If I had the luxury of opening a private, very personal auto museum that contained the 80-odd cars I’ve owned over the past 52 years (and some were very odd indeed), I’d arrange them in descending order of favoritism. I’d park my favorite cars next to the entrance. Then would come those that I liked less and less and less than my favorites. Finally, way at the back of the building, tucked in just behind the Honda S600 roadster, would be my least favorite car, the 1972 Alfa Romeo Montreal I owned in 2007-2008.

Awful Romeo, I called it. Some cars, like puppies, want to do the right thing: They’re friendly, frisky and tail-waggingly anxious to please. To me, the Montreal was more like an intemperate ferret: aggressive, aggravating, high-strung, complicated and hard to live with.

The Montreal looked great on paper. An Alfa salesman could wow a potential customer with the car’s long list of engineering marvels. Before I get into those, though, I’d like to take you through a short history of how the Montreal came to be.

In the mid 1960s, Alfa Romeo commissioned Bertone to design and build a showcar for the 1967 Canadian World Expo in Montreal. The showcar, unnamed at the time, used an Alfa Giulia Sprint GT chassis and the 1,600cc, four-cylinder Giulia engine. Public reaction was positive enough to encourage Alfa to put a similar-looking car into production.

Company engineers Ozario Puliga and Giuseppe Busso feared, though, that the showcar’s 1,600cc engine wouldn’t do for a 2,800-pound coupe. So instead, they took inspiration from Alfa’s 2.0-liter Formula I racing V-8 and decided to wrap the production Montreal around a new engine based on that.

They ended up designing a tour de force – a state-of-the-art, 2.6-liter, quad-cam, all-aluminum, wet-sleeve, dry-sump V-8 with hemispherical combustion chambers, free-flowing exhausts, Spica mechanical fuel injection and Magneti Marelli transistor ignition. It was an engine any car company could rightly be proud of.

• _WRITTEN EXERCISE A_: Rewrite the records from their first line down to the line containing "x=201, y=172", with "blue ocean water" replaced by "deep sea water" and everything else unchanged.

• _ENTRIES_:
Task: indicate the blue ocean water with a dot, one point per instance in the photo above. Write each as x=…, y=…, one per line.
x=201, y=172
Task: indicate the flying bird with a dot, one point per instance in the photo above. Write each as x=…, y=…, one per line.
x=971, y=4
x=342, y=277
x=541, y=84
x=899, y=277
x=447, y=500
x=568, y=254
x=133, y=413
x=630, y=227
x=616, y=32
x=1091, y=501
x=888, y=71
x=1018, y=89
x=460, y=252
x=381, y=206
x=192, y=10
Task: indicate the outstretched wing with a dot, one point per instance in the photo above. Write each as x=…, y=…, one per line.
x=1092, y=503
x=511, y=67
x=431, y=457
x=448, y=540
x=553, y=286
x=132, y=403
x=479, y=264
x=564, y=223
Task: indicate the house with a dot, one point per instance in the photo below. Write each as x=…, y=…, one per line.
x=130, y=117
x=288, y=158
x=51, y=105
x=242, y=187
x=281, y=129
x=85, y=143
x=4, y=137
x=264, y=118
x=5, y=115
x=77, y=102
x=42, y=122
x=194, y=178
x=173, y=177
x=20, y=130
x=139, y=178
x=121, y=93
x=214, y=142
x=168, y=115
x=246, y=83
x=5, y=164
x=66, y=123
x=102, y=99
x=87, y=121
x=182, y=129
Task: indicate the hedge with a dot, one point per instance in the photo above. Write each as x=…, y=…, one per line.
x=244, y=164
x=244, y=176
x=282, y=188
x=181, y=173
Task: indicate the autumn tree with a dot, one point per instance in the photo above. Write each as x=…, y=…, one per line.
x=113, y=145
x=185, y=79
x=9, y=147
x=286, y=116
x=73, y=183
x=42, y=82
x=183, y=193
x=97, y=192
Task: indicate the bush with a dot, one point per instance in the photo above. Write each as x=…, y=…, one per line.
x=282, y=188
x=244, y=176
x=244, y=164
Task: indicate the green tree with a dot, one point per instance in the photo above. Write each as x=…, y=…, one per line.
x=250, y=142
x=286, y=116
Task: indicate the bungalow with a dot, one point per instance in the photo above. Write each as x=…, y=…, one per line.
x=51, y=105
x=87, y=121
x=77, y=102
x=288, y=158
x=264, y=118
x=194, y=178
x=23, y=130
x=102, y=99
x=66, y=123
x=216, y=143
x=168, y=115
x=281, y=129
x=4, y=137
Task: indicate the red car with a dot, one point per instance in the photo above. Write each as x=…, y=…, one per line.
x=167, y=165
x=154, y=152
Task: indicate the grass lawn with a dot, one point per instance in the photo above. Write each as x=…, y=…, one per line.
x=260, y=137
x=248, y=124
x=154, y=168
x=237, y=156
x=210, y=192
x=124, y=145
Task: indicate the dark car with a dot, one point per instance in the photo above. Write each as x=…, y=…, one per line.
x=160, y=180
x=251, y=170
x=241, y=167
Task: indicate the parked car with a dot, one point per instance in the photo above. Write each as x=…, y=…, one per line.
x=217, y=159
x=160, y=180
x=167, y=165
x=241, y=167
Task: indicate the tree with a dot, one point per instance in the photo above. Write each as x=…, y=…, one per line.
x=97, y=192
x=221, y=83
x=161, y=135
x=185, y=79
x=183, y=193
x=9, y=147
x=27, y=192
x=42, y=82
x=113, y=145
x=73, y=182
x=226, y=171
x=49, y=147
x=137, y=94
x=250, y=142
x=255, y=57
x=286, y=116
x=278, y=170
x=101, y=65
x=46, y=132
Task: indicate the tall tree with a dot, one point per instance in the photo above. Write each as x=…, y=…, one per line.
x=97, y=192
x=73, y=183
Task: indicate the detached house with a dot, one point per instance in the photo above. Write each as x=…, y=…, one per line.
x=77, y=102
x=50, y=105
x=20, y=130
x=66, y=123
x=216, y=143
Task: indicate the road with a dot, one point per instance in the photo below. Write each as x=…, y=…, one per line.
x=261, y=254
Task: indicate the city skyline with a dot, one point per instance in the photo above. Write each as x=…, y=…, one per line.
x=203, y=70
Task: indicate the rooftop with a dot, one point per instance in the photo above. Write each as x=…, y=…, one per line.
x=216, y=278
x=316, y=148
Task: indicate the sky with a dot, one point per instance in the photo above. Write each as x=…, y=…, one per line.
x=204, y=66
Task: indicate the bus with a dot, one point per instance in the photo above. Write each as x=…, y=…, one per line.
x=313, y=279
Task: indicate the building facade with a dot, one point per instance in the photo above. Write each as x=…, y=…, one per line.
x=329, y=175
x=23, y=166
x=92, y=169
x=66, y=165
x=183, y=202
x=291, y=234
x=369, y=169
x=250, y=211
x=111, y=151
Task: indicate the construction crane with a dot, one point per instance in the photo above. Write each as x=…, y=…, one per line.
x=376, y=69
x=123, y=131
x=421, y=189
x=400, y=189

• _WRITTEN EXERCISE B_: Continue the account of the Alfa Romeo Montreal past its last sentence.

• _EXERCISE OUTPUT A_:
Task: indicate the deep sea water with a dot, one point per instance in the photo above. Write each as x=…, y=…, one per line.
x=201, y=172

• _EXERCISE OUTPUT B_:
The V-8 revved smoothly to 7,000 RPM, developed 197 bhp at 6,500 RPM and 173 pound-feet of torque at 4,750 RPM. The Montreal could accelerate from zero to 60 MPH in approximately 7.2 seconds and had a top speed, according to reports of the day, of 137 MPH.

The new car’s chassis, suspension, steering, live rear axle and limited-slip differential were all taken from the Giulia GTV coupe. The five-speed ZF transmission and vented four-wheel disc brakes, however, were unique to the Montreal. Bertone built and supplied the 2+2 body, fully painted and with the interior installed.

In all, Alfa sold a total of 3,917 Montreals between 1971 and 1977. They were never safety- or smog-certified in the U.S. and thus weren’t imported into this country or Canada. The Montreals that ended up here came in one by one, mostly as used cars. Alfa did, though, distribute them throughout Europe and in England.


In Mike’s opinion, Bertone tossed a lot of 1970s styling cliches onto the Montreal, but most are for show. The NACA duct on the hood is blanked off, the headlamp doors serve no function, and only one of the sail-panel slots exhausts air from the interior.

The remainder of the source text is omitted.